# Selected passage start

I still can't see how portage limits the load. Today I'm emerging libreoffice,
and it's spending almost the whole time working with 4 CPU threads. But:

$ grep -e '\-j' -e distcc /etc/portage/make.conf
EMERGE_DEFAULT_OPTS="--jobs=18 --load-average=30 --backtrack=200 --
autounmask=n --keep-going --nospinner"
FEATURES="distcc userfetch buildpkg network-sandbox parallel-install sandbox
userpriv usersandbox"
MAKEOPTS="-j18"

I found a suggestion to use distcc in the installation handbook, which I
hadn't seen there before, so I went searching for it and found how to do it.
It usually works well, in this case starting 18 packages before starting LO
itself. grep -rw doesn't find '4' anywere relevant under /etc/portage/ . Other
times it just doesn't help at all.

What am I missing?

--
Regards,
Peter.
Re: Emerge load again [ In reply to ]
On Monday, 27 November 2023 15:39:33 GMT Peter Humphreey wrote:
> Hello list,
>
> I still can't see how portage limits the load. Today I'm emerging
> libreoffice, and it's spending almost the whole time working with 4 CPU
> threads. But:
>
> $ grep -e '\-j' -e distcc /etc/portage/make.conf
> EMERGE_DEFAULT_OPTS="--jobs=18 --load-average=30 --backtrack=200 --
> autounmask=n --keep-going --nospinner"
> FEATURES="distcc userfetch buildpkg network-sandbox parallel-install sandbox
> userpriv usersandbox"
> MAKEOPTS="-j18"
>
> I found a suggestion to use distcc in the installation handbook, which I
> hadn't seen there before, so I went searching for it and found how to do it.
> It usually works well, in this case starting 18 packages before starting LO
> itself. grep -rw doesn't find '4' anywere relevant under /etc/portage/ .
> Other times it just doesn't help at all.
>
> What am I missing?

In absence of other contributions I'll offer a theoretical explanation, based
on random observations on my systems.

You have specified as many as 18 packages to be emerged in parallel x up to 18
make jobs each. The result of [18 x 18 = 324] is to be limited by a total
load average of 30.

# Selected passage end

**Written tasks**:
1. Write out the forum thread about emerge load starting at "In absence of" and ending at "average of 30.", substituting "ebuilds" for "packages".
2. Translate this sentence from the forum thread about emerge load into Spanish: "In absence of other contributions I'll offer a theoretical explanation, based on random observations on my systems."
3. In the forum thread about emerge load, how many CPU threads does the libreoffice emerge use for almost the whole time?
The data comes from a separate source unrelated to the forum thread.

# Data excerpts start

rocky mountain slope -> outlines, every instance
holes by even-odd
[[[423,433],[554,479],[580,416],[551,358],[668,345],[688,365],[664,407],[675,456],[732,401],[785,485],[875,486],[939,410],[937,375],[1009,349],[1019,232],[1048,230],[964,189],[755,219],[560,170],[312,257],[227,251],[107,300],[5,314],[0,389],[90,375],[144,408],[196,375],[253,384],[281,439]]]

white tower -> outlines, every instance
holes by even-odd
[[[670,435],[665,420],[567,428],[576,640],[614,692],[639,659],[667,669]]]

# Data excerpts end
# Data excerpts start

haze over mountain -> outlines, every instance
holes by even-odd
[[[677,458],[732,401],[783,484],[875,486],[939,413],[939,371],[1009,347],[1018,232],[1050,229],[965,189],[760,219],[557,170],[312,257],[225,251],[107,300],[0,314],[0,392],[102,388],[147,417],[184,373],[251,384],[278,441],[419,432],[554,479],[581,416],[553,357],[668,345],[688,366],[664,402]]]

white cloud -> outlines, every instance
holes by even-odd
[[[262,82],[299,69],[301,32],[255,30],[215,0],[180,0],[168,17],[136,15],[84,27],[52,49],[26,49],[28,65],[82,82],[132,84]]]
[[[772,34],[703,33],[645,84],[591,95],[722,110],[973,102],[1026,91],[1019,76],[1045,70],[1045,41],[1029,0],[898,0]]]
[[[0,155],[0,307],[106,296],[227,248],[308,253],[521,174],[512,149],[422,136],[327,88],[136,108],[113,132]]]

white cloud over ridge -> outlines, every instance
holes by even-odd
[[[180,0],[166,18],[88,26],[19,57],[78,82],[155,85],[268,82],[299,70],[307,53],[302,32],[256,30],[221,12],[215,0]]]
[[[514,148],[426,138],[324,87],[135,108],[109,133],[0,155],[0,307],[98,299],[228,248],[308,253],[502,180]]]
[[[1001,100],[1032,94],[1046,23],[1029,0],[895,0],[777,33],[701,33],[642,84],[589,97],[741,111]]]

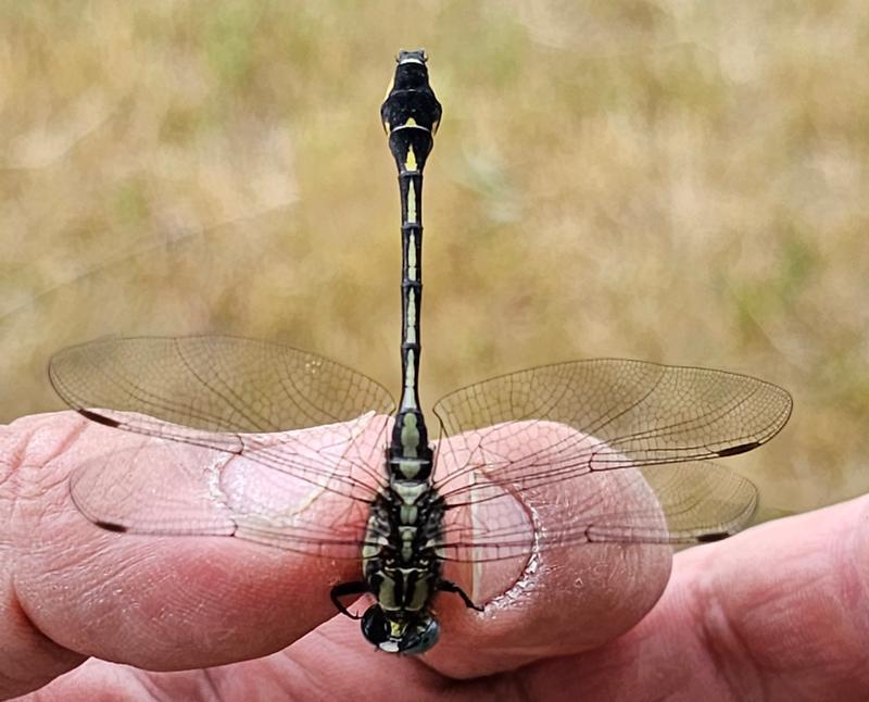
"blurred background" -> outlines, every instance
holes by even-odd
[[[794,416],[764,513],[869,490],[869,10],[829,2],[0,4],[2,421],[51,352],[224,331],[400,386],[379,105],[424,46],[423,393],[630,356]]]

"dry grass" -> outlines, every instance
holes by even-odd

# Data excerpts end
# Data excerpts start

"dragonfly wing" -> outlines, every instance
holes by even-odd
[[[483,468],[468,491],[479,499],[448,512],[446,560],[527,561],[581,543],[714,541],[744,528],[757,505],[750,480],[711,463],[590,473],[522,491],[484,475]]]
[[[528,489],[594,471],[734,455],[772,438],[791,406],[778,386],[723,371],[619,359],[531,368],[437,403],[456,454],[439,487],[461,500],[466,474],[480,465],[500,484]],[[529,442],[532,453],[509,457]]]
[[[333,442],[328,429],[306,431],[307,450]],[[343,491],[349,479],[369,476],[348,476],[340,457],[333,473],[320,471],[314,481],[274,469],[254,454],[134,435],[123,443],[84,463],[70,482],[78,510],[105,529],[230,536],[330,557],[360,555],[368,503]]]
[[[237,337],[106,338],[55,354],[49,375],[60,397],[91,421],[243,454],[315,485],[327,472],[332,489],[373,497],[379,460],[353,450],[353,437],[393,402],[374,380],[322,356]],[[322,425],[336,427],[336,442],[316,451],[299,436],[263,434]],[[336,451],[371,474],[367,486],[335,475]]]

# Data excerpts end

**Solutions to each task**:
1.
In absence of other contributions I'll offer a theoretical explanation, based
on random observations on my systems.

You have specified as many as 18 ebuilds to be emerged in parallel x up to 18
make jobs each. The result of [18 x 18 = 324] is to be limited by a total
load average of 30.

2. A falta de otras contribuciones, ofreceré una explicación teórica, basada en observaciones aleatorias en mis sistemas.

3. 4 CPU threads.